(TRECHO PARA LEITURA)
=-=-=-=-=
RELACIONAMENTOS E ELETRODOMÉSTICOS
recebi um e-mail hoje, um texto longo que eu me recuso a postar aqui, porque acho que não vale a pena ser lido. reúne um monte de clichês a respeito do que deve ser um relacionamento, todos baseados numa única premissa, expressa nessa singela frase atribuída a dráuzio valera: "uma relação tem que servir para tornar a vida dos dois mais fácil". confesso que fiz a besteira de conceder cinco minutos da minha atenção à idéia, e que isso foi suficiente para que quinhentos mil protestos me viessem à cabeça.
não sei sequer dizer qual o mais forte. talvez a idéia de que ela coloque a união de duas pessoas (o e-mail levou pro lado do amor, e sigo a mesma direção) no mesmo patamar de um eletrodoméstico. se utilizado o famigerado critério da utilidade, é bem provável que relacionamentos perdessem feio para um. vejamos o microondas, por exemplo. deus sabe que a minha vida ficou muito mais fácil depois que adquiri um. o mesmo não pode ser dito de qualquer dos meus antigos namorados.
acabei me dando conta disso, de que um relacionamento nunca tornou minha vida mais fácil. diferente, no máximo, mas nunca mais fácil. porque muitas coisas que antes eram simples acabavam se tornando grandes problemas depois. se antes eu não me importava se havia dias em que ninguém me telefonava, depois eu ficava doentiamente aguardando ligações dele enquanto roía o sabugo de todas as minhas unhas. se antes eu podia planejar meus dias e fazer grandes escolhas considerando apenas o que eu queria, depois eu precisava ao menos levar em consideração uma vontade que não era a minha e que por vezes estava com ela em plena contradição. se antes minha própria satisfação e felicidade me bastavam, depois meu bem estar necessariamente dependia do de outra pessoa.
o que não necessariamente significa que uma relação torna a vida mais difícil. na minha língua (aquela que costuma ser utilizada por todo mundo que fala, fala e não diz nada), ganha novos matizes de complexidade. alguns aspectos ficam mais fáceis. outros, incrivelmente difíceis. mudam as questões, e, principalmente, as respostas que apresentamos a elas. mas não se entra numa relação (pelo menos, se entramos pelos motivos certos) porque ela é conveniente. porque, venhamos e convenhamos, em grande parte das vezes, ela não é.
=-=-=-=-=
(ITENS APRESENTADOS)

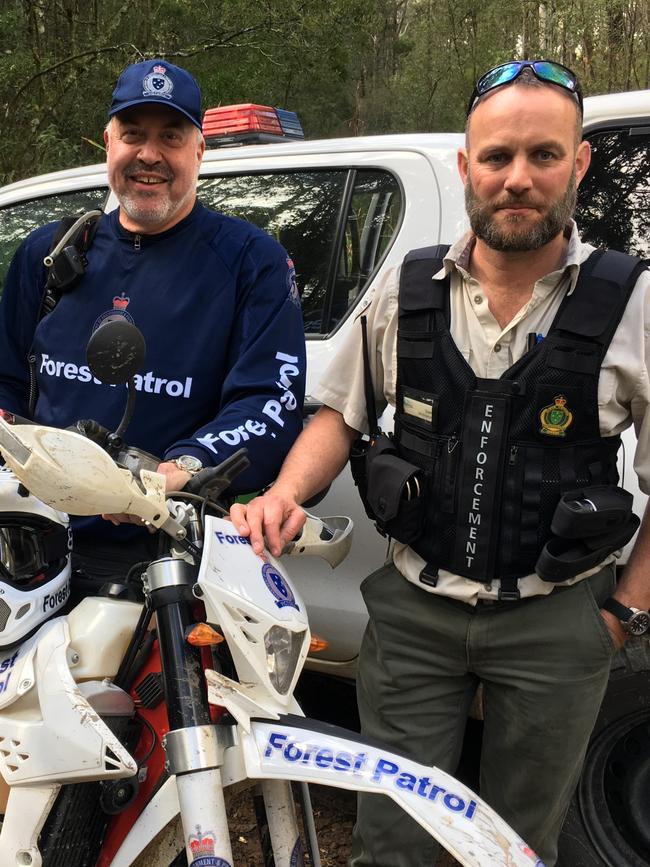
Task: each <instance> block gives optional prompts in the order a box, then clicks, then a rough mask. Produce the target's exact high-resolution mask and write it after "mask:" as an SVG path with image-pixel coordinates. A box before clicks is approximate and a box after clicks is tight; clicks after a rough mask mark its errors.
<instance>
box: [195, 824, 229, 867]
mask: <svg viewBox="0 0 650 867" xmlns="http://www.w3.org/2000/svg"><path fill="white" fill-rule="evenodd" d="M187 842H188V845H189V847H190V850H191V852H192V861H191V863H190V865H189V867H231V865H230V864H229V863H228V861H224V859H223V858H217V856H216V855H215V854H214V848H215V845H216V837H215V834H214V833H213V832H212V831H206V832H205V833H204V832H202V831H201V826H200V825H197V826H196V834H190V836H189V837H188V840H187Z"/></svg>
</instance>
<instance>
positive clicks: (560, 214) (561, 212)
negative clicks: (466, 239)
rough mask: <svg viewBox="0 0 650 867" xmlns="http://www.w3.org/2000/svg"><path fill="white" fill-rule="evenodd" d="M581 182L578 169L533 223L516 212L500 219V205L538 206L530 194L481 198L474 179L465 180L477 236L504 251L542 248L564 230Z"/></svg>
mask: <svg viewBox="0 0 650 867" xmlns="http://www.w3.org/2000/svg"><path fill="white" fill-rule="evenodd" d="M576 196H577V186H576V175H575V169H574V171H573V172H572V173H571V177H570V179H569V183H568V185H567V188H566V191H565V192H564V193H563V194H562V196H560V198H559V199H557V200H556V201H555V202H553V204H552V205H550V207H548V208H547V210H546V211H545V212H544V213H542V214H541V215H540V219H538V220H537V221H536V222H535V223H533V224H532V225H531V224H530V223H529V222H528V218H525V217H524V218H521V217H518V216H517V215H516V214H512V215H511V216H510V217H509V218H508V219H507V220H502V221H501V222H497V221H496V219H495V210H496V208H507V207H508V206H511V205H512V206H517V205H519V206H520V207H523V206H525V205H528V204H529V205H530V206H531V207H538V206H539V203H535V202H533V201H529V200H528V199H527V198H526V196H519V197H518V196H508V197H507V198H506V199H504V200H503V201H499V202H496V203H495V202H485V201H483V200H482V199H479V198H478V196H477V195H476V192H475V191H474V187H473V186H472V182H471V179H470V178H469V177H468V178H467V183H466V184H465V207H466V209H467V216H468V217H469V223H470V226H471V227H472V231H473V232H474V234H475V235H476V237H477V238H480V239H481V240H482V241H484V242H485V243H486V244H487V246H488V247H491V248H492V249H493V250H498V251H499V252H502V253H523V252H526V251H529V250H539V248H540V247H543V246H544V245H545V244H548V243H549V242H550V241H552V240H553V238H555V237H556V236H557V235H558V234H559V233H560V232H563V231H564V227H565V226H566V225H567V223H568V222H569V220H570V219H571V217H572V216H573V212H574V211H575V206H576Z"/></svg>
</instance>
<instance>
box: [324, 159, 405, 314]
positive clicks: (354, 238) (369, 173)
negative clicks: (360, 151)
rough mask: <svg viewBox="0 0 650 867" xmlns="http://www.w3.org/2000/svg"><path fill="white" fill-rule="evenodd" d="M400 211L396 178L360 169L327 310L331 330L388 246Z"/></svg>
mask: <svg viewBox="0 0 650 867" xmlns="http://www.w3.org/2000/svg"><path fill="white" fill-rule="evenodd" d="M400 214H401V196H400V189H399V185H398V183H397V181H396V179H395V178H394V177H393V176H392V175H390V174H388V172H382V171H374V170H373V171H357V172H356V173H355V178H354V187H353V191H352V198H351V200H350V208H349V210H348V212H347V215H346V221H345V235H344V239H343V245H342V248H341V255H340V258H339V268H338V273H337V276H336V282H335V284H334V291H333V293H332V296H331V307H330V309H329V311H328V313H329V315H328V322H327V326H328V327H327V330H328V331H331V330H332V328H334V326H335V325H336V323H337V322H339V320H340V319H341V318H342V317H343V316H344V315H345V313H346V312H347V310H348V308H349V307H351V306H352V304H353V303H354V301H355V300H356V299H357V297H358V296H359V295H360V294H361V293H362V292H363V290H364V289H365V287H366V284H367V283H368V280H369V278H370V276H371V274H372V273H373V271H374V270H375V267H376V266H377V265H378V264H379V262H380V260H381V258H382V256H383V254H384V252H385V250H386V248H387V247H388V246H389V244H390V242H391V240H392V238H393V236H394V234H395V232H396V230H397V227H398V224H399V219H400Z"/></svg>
=-=-=-=-=
(DETALHES DO EXERCÍCIO)
Cite, sem alterações, a passagem do texto sobre relacionamentos e eletrodomésticos que começa em "o que não necessariamente" e vai até "vezes, ela não é.".

(RESPOSTA ESCRITA)
o que não necessariamente significa que uma relação torna a vida mais difícil. na minha língua (aquela que costuma ser utilizada por todo mundo que fala, fala e não diz nada), ganha novos matizes de complexidade. alguns aspectos ficam mais fáceis. outros, incrivelmente difíceis. mudam as questões, e, principalmente, as respostas que apresentamos a elas. mas não se entra numa relação (pelo menos, se entramos pelos motivos certos) porque ela é conveniente. porque, venhamos e convenhamos, em grande parte das vezes, ela não é.